§ Arbeitsauftrag
Führe sämtliche Gesetzesvorschriften auf, die im nachstehenden Urteilsauszug genannt werden.

§ Ausgewählter Auszug
━━━━

BGH Urteil v. - II ZR 222/21

Leitsatz

Zur Auslegung einer Fortführungsklausel im Gesellschaftsvertrag einer Gesellschaft bürgerlichen Rechts.

Gesetze: § 133 BGB, § 157 BGB, § 723 BGB, § 738 aF BGB

Instanzenzug: Az: 26 U 47/19vorgehend Az: 4 O 80/18

Tatbestand

1Der Kläger und der Streithelfer waren durch einen Sozietätsvertrag mit Wirkung ab dem in einer Rechtsanwaltsgesellschaft als Gesellschaft bürgerlichen Rechts miteinander verbunden. Der Sozietätsvertrag vom enthält für den Fall des Ausscheidens eines Gesellschafters folgende Regelung:

(1)    Im Falle des Ausscheidens eines Gesellschafters wird die Sozietät durch die anderen Gesellschafter fortgeführt, soweit mindestens zwei Gesellschafter verbleiben. Auch im Falle der Kündigung der Sozietät durch einen Gesellschafter können die übrigen Gesellschafter beschließen, die Sozietät fortzuführen. Der Anteil des ausscheidenden Gesellschafters wächst den übrigen Gesellschaftern entsprechend ihrer Beteiligung zu.

━━━━

(Einträge zur Segmentierungsbeschriftung)

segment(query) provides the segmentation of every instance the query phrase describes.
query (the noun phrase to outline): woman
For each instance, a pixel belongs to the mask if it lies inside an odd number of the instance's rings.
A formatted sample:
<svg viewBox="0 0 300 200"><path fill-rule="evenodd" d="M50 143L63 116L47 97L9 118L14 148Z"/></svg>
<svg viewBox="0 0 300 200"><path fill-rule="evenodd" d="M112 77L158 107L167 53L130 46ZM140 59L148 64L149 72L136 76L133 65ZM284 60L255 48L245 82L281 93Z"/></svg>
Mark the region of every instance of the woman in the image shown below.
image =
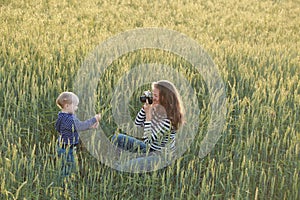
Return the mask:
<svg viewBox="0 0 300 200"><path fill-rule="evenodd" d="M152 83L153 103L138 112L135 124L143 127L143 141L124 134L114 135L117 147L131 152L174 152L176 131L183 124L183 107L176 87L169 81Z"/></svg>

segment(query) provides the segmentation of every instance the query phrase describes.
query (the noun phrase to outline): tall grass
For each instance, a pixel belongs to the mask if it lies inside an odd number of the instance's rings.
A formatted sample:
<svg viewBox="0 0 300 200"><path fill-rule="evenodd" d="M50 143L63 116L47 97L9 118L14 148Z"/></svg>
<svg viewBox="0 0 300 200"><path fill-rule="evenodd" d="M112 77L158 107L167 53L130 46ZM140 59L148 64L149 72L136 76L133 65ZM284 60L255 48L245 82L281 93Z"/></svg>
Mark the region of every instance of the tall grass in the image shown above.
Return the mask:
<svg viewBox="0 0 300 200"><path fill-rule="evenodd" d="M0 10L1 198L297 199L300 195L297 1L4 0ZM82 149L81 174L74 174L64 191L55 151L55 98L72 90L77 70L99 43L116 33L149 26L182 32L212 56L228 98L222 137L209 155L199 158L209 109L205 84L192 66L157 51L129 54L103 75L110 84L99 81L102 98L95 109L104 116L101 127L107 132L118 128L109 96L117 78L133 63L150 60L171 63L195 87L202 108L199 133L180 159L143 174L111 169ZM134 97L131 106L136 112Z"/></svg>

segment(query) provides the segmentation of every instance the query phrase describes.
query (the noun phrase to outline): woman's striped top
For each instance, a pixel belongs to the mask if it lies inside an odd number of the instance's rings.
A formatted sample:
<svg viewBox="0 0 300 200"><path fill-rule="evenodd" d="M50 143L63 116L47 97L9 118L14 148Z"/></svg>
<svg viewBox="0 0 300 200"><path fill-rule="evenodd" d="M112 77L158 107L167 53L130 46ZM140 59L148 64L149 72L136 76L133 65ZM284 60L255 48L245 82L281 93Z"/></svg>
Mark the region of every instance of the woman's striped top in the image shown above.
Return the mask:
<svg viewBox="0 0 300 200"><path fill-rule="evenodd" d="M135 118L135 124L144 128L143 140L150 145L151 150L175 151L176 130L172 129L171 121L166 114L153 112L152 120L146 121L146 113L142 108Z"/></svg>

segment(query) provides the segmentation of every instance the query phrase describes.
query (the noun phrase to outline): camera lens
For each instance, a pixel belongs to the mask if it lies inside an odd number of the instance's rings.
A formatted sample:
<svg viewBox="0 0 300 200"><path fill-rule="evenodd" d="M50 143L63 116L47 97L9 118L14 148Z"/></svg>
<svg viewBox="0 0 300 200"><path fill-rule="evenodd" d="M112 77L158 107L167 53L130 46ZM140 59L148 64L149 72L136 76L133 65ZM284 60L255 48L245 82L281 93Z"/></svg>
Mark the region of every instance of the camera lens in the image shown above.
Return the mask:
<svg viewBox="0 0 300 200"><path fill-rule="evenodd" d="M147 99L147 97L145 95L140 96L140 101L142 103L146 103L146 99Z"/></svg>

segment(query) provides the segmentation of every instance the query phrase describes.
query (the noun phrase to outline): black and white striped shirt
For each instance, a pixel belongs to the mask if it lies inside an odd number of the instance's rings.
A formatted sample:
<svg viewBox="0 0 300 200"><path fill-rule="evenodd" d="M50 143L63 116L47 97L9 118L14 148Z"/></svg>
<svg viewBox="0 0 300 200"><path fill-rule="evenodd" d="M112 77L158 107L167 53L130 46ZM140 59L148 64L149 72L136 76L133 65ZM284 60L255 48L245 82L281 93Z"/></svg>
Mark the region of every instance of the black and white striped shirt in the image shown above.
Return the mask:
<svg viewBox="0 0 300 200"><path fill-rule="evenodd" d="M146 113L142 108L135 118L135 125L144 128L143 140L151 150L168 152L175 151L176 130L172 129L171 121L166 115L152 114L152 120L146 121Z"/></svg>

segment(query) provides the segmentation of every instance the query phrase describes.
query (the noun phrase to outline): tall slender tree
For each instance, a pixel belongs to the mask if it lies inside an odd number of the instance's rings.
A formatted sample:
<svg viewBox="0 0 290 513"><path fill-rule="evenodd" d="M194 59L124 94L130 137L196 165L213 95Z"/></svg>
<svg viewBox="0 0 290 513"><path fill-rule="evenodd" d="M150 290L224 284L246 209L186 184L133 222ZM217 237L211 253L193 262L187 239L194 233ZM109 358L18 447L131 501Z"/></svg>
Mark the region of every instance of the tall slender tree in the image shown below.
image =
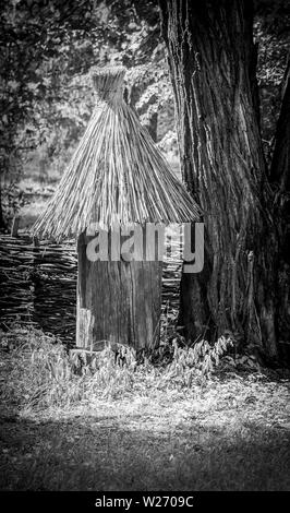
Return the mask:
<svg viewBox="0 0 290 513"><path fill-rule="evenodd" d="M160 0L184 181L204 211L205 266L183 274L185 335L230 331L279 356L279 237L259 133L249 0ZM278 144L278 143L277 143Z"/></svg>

━━━━

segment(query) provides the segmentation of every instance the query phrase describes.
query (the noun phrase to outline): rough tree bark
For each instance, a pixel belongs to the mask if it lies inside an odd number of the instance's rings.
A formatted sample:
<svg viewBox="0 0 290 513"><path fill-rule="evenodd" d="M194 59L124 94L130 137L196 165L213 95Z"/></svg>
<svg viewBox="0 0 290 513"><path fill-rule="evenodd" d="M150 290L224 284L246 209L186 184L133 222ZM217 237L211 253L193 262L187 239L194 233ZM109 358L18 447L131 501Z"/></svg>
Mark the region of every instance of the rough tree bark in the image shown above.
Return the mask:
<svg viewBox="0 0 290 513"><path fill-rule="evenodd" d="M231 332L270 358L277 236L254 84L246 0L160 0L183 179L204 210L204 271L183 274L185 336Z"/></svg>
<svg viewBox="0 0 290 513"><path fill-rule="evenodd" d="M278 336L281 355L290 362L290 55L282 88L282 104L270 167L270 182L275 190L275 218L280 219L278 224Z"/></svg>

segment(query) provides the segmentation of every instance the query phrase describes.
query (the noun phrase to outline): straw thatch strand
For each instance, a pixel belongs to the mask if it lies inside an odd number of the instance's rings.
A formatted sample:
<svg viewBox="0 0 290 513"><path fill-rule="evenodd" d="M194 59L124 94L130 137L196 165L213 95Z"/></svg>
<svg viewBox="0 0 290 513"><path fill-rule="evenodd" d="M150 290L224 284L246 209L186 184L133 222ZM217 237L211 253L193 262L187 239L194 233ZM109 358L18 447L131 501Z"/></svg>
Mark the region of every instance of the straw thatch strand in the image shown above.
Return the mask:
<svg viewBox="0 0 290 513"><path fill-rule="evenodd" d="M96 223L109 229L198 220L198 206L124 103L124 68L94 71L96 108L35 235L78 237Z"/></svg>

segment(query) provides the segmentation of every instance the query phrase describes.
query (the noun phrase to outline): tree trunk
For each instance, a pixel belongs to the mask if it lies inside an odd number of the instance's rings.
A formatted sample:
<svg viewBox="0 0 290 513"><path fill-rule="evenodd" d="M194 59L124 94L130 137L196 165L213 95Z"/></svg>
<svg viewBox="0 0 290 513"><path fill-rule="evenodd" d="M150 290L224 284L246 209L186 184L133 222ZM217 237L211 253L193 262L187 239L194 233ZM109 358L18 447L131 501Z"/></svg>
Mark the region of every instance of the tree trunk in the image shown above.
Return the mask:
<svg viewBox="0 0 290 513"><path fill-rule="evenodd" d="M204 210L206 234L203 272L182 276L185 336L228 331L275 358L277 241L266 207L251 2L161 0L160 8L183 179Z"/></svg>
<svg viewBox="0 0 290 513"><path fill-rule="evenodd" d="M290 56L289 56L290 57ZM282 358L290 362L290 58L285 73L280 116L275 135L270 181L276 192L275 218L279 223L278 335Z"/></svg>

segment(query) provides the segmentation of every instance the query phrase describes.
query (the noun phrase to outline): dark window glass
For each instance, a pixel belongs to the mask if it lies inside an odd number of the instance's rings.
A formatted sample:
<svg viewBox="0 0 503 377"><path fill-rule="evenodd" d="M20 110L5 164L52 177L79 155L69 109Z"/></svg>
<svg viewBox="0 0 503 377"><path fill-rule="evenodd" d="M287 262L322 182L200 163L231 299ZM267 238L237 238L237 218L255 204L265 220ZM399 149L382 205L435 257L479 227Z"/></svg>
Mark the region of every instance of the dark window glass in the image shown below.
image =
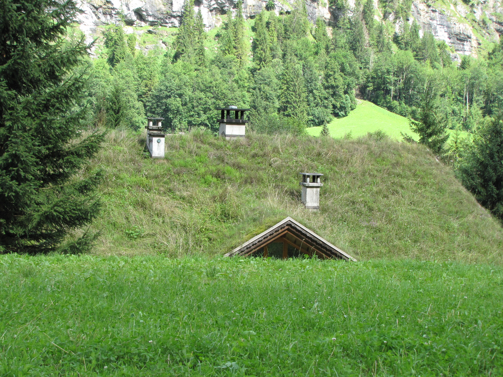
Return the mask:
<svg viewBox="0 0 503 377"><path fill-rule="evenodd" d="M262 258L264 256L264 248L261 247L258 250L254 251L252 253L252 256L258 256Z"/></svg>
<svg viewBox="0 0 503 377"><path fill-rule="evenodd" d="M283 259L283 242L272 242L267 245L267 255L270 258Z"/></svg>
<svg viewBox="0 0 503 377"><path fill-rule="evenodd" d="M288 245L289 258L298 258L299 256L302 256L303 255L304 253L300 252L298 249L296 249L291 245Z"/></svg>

━━━━

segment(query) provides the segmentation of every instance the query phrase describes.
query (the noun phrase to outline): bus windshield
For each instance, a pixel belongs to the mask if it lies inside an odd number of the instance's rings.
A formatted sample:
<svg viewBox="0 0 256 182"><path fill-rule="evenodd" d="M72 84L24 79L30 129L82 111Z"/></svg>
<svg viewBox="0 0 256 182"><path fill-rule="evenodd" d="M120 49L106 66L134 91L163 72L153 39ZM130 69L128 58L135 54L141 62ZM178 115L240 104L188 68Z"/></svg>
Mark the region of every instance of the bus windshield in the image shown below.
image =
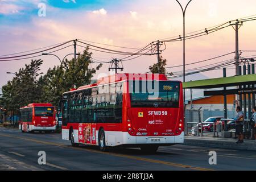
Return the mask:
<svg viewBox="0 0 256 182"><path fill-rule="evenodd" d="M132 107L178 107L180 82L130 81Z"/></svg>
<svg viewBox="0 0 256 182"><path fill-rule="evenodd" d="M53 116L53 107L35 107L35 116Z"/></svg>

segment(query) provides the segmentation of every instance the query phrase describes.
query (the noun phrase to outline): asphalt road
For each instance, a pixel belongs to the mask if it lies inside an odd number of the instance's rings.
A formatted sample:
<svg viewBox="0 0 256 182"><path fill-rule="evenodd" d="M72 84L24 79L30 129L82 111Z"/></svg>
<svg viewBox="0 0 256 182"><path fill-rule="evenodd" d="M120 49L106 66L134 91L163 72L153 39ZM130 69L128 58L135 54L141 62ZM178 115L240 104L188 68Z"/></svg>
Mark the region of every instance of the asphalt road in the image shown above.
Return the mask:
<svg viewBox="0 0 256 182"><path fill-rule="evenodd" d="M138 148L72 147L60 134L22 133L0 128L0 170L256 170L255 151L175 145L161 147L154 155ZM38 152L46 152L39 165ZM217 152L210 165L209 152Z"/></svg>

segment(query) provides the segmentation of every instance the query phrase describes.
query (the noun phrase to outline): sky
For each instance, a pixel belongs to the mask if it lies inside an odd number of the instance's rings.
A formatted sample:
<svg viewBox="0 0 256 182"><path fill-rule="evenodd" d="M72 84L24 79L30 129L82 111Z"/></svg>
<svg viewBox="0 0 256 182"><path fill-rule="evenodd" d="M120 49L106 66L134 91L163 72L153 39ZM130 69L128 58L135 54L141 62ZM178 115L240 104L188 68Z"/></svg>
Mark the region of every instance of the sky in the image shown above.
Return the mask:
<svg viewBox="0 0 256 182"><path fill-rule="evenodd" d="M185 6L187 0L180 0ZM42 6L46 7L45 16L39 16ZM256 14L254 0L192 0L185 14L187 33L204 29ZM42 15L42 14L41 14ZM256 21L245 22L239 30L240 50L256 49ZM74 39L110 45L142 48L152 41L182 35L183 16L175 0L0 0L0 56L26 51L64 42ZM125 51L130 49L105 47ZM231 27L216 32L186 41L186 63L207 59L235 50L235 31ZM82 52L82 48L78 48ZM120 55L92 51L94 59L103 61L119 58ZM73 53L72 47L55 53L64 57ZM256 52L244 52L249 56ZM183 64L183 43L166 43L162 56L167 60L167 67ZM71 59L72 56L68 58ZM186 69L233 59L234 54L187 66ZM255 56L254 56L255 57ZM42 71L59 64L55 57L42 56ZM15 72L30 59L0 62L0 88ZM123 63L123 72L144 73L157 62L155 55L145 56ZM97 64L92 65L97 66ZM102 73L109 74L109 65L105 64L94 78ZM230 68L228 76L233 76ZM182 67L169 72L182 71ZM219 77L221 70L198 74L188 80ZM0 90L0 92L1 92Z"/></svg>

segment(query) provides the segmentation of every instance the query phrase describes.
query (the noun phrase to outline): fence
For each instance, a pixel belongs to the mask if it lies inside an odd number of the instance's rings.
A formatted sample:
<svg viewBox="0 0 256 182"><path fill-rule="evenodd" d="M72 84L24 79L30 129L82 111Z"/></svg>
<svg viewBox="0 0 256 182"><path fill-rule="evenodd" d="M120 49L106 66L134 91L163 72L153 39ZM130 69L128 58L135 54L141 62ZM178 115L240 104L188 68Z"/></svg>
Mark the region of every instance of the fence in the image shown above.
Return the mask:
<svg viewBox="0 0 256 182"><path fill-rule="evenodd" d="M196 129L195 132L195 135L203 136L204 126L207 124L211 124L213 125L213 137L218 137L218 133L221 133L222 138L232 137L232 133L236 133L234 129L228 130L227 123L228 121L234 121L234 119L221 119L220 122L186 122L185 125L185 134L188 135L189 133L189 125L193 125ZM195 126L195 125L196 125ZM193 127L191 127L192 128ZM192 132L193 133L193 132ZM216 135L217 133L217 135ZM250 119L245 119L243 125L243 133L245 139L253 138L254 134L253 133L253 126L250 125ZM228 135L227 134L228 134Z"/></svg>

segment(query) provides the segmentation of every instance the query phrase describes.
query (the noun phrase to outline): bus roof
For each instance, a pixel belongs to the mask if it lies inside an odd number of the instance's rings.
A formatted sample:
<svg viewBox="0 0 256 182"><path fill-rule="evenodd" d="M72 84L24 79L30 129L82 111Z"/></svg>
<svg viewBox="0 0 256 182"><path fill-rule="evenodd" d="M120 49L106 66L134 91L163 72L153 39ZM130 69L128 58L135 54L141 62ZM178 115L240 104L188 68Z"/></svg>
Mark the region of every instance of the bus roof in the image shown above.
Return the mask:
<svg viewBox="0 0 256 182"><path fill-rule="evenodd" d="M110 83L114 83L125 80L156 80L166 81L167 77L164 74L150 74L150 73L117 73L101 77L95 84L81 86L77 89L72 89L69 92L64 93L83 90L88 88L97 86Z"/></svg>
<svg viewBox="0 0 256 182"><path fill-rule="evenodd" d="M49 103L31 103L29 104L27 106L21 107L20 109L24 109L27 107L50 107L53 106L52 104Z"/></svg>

━━━━

§ Musterlösung
§ 133 BGB, § 157 BGB, § 723 BGB, § 738 aF BGB